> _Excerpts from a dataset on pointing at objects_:

* * * * *

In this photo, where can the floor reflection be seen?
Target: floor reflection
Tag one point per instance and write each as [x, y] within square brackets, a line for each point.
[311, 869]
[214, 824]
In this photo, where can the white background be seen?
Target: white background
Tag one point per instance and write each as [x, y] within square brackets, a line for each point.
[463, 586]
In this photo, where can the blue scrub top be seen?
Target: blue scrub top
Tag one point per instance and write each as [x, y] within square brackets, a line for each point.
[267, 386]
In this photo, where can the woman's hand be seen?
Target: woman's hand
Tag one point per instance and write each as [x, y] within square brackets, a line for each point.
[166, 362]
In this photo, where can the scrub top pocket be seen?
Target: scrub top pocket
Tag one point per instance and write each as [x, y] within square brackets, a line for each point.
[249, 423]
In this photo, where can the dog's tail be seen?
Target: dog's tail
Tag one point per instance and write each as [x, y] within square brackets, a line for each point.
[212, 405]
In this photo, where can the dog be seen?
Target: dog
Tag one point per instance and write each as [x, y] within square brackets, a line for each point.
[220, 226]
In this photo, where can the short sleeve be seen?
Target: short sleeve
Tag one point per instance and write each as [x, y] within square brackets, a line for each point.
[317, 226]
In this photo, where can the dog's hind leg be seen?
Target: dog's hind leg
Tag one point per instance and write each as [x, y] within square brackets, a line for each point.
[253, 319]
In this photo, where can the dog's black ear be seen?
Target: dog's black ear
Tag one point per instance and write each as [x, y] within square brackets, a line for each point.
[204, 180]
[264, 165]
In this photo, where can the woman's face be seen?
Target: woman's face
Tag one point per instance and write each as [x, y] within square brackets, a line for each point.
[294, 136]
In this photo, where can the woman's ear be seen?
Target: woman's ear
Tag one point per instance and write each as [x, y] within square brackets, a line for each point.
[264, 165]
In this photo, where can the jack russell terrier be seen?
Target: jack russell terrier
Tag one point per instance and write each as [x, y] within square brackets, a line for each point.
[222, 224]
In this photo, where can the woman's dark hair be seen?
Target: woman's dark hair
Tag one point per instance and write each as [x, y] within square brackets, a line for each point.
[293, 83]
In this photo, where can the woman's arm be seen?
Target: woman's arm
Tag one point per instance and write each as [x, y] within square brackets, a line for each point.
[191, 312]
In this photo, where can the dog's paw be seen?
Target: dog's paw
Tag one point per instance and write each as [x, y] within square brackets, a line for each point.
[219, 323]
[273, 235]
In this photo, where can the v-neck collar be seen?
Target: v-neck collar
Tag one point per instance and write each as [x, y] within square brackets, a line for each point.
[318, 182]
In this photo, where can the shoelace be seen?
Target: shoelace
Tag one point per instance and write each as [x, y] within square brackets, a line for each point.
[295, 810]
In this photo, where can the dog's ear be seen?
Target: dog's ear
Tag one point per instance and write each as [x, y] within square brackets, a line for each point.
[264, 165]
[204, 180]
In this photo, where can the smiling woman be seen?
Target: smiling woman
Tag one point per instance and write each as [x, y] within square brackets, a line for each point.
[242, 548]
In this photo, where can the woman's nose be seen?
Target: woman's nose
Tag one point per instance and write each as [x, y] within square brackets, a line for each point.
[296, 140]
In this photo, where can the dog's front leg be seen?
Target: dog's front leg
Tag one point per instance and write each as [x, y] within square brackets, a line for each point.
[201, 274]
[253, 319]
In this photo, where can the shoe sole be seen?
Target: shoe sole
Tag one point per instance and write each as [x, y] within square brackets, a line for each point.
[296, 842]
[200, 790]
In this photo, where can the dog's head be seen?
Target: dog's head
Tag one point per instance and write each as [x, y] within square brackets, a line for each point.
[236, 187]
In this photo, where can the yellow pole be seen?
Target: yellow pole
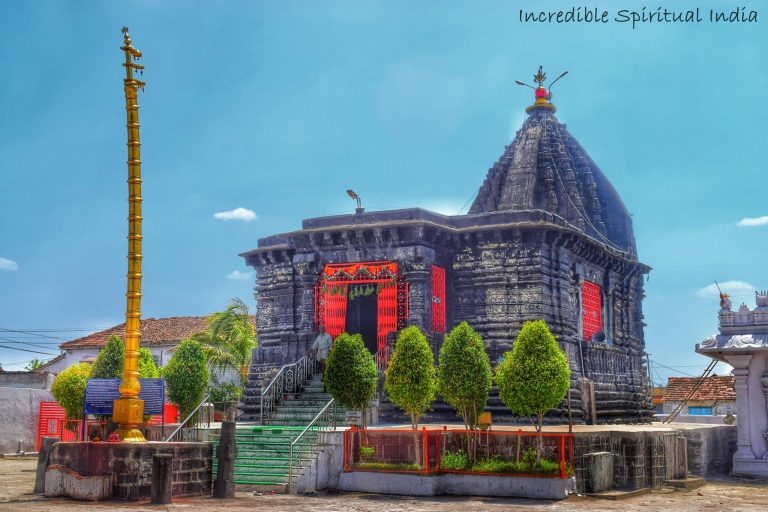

* * * * *

Pick out every line above that contains the word "pole" and copy each one in full.

In this photo, where can the yellow pole be seen?
Target: yellow pole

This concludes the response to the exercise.